● **TEXT TO READ**
Speech: Peters - It’s not all roses, you’re being robbed
WINSTON PETERS TIMARU SPEECH: You have a right to be
proud, but it’s not all roses, you’re being
robbed
to
Rt Hon
Winston Peters
New Zealand First
Leader
Member of Parliament for Northland
8 JULY 2017
Campaign for the Regions
Tour,
South Canterbury RSA
,
21 Wai-iti Rd,
Timaru.
10.30am, Saturday, July 8,
2017
Excerpts from
speech
You have a right to be proud, but
it’s not all roses, you’re being
robbed
We are on a
Campaign for the Regions Tour to meet and listen to the
people who, in many ways, in the corridors of power have
been simply forgotten.
We have gone to towns and cities
that from all appearances Parliament is not interested
in.
We have found towns and regions that feel neglected
and ignored by central government.
Their voices are not
being heard.
CARRYING THE HEAVY ECONOMIC LOAD
Now we have come to your city, Timaru and
its hinterland.
Driving into Timaru we stopped to view
the Phar Lap statue at Washdyke.
As you all know Phar
Lap was born at Seadown and went on to become the greatest
racehorse in Australasia.
Timaru and South Canterbury
have a great tradition of producing champions with names
like Fitzsimmons, Lovelock, right up the present day with
shot putter Tom Walsh, world champion cyclist Marc Ryan,
Olympic silver medallist shooter Natalie Rooney and rally
driver Hayden Paddon.
This remarkable record shows us yet
again the great talent that comes out of our
regions.
It’s not just “something” in the water as
the saying goes, it’s more than that.
You have a right
to be proud.
But look at the other great wealth that
comes out of your region through farming, fishing, tourism,
SMEs and industries.
This region is making a major
contribution to the national economy.
MINIMAL GROWTH DOWN HERE
Yet it is not all roses.
Infometrics’
provisional estimate of GDP percentage growth for Timaru
District for the year to March 2017 was only 0.9, a slight
increase from the previous figure of 0.6%.
This is
minimal growth.
On our trip we have learned regional New
Zealand has been remarkably adaptable.
They have been
forced to be.

● **DATA LISTING**
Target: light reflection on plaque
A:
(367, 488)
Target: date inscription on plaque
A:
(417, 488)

● **AIM OF THE TASK**
Can you quote the Timaru speech word for word, starting at "It’s not just" and ending at "the national economy."? The lines have nothing to do with the Timaru speech.

● **RESPONSE TO THIS EXERCISE**
It’s not just “something” in the water as
the saying goes, it’s more than that.
You have a right
to be proud.
But look at the other great wealth that
comes out of your region through farming, fishing, tourism,
SMEs and industries.
This region is making a major
contribution to the national economy.